# QUOTED PASSAGE
10 Hypocritical Parenting Trends
It’s a confusing world to try and make sense of for children.
Our job as parents is to support and guide them through it, and yet I can’t help but notice how often common parenting practices make things a whole lot more confusing.
Children are people, just like adults, but we don’t treat them that way. We assume that they cannot be treated with the same respect and rights as adults.
“We constantly ask ourselves, in anxiety and pain, “What is best for the children, what is right for the children, what should we do for the children?” The question is an effect as well as a cause of modern childhood. Until the institution was invented, it would hardly have occurred to anyone to ask the question or, if they had, to suppose that what was good for children was any different from what was good for everyone else.” -John Holt, Escape from Childhood
While we may be aiming for them to grow up to be capable, self-motivated, confident, healthy people, our actions say otherwise. Instead of treating children how they should be treated (and how we would like them to treat others), we constantly contradict ourselves, instead showing them they are incapable and untrustworthy, as well as damaging their self-confidence and intrinsic motivation.
And what’s more? Some of the ‘rules’ we have for children are just downright unfair and hypocritical.
We really need to rethink a lot of the messages we send to children through our words and behaviour.
10 Confusing Messages We Send Children
1. I don’t have to sleep alone, but you do
So many adults dislike sleeping alone. I cannot sleep when my husband is away! It’s just not the same being all alone in bed. Usually, I do have some little people snuggled up to me, but even then it’s ‘different’ without my usual person beside me. Expecting children to sleep alone before they’re ready then seems a bit hypocritical.
Children are also expected to go to bed on schedules set by someone else, instead of listening to their own tired signs. This would be absurd for an adult. Children feel tiredness, they want to be healthy and feel good. When they are free from control, they are able to listen to their bodies and make appropriate choices.

# STATED PROBLEM 1
In the article on hypocritical parenting, why does the writer object to children going to bed on schedules set by someone else? Answer in one to three sentences.
# STATED PROBLEM 2
Which qualities does the article on hypocritical parenting say parents may hope their children will have when they grow up? List every one.
# STATED PROBLEM 3
Continue the article on hypocritical parenting from the point where it stops.
The material after the article plays no part in these tasks.

# PROVIDED DATA
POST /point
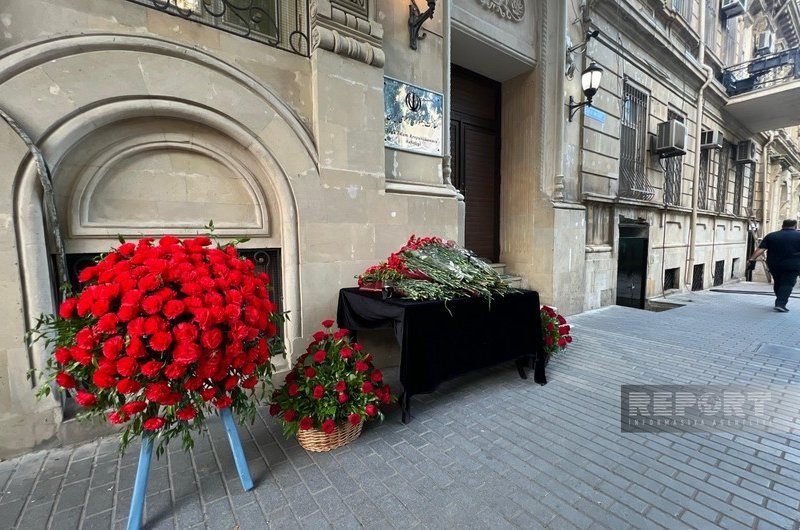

# EXPECTED OUTPUT 1
The writer says such a rule would be absurd for an adult. Children feel tiredness and want to be healthy and feel good, so when they are free from control they can listen to their bodies and make appropriate choices.

# EXPECTED OUTPUT 2
- Capable
- Self-motivated
- Confident
- Healthy

# EXPECTED OUTPUT 3
Want to learn more about cosleeping? Read these…
Shared or Solitary Sleep: Which is Safest for Babies?
2. I know when I’m hungry, but you don’t
Although we wouldn’t dream of asking an adult to “have one more bite for me”, children are often not afforded the same rights to listen to their bodies. They are commonly expected to eat to please adults rather than to satisfy their own hunger.
Not only is it more respectful to allow children to be in control of their basic bodily functions and needs, it’s also better for their long-term health.
“Parents create environments for children that may foster the development of healthy eating behaviours and weight, or that may promote overweight and aspects of disordered eating. Positive parental role model may be a better method for improving a child’s diet than attempts at dietary control.” –Influence of parental attitudes in the development of children eating behaviour
More information on autonomy with food…
Honouring Autonomy: Our Food Philosophy
Solving my picky eater’s infuriating fussiness led us both to food sanity
3. I can tell if I’m cold, but you can’t
“Put your coat on, it’s cold”
“I’m not cold”
“You must be. Put it on now.”
Sound familiar? No one would do that to an adult. We know that humans can feel if they are hot or cold, they don’t need to be forced into clothing dependent on someone else’s evaluation of how their body feels. Recommend, sure. Bring a coat for them if you think they’ll change their mind, sure. But no need to undermine their trust in their own body.
4. I can decide to have a day off, but you cannot
Adults are allowed to have ‘lazy’ days, ‘sick’ days, ‘relaxing’ days, but children are often not allowed the same. Binge watch Netflix as an adult, fine. Chill in front of the TV for more than your allotted ‘screen time‘ if you’re a child, not fine. Even wanting a day off school is seen as some type of manipulation.
Maybe we can instead see it as children listening to their needs. Knowing when to slow down and take time out is a good thing.
5. I can cut my hair, but you need permission
Take your child to the hairdresser and the chances are they will not consult your child on how they want their own hair, they will ask you, the parent. Why? Because that’s what they are used to. Parents dictating to a child how they should look is a common occurrence. From haircuts, to clothing choices, to ear piercing. None of these decisions should belong to anyone else other than the person who owns the body. The rules don’t change dependent on age.
Read more about the importance of bodily autonomy here…
Five Ways to Honour Your Child’s Body Autonomy
6. My feelings are important, but yours are trivial
Most decent people would never ignore, downplay, or mock another adult’s emotions, and yet it is not seen as disrespectful to do the same to a child.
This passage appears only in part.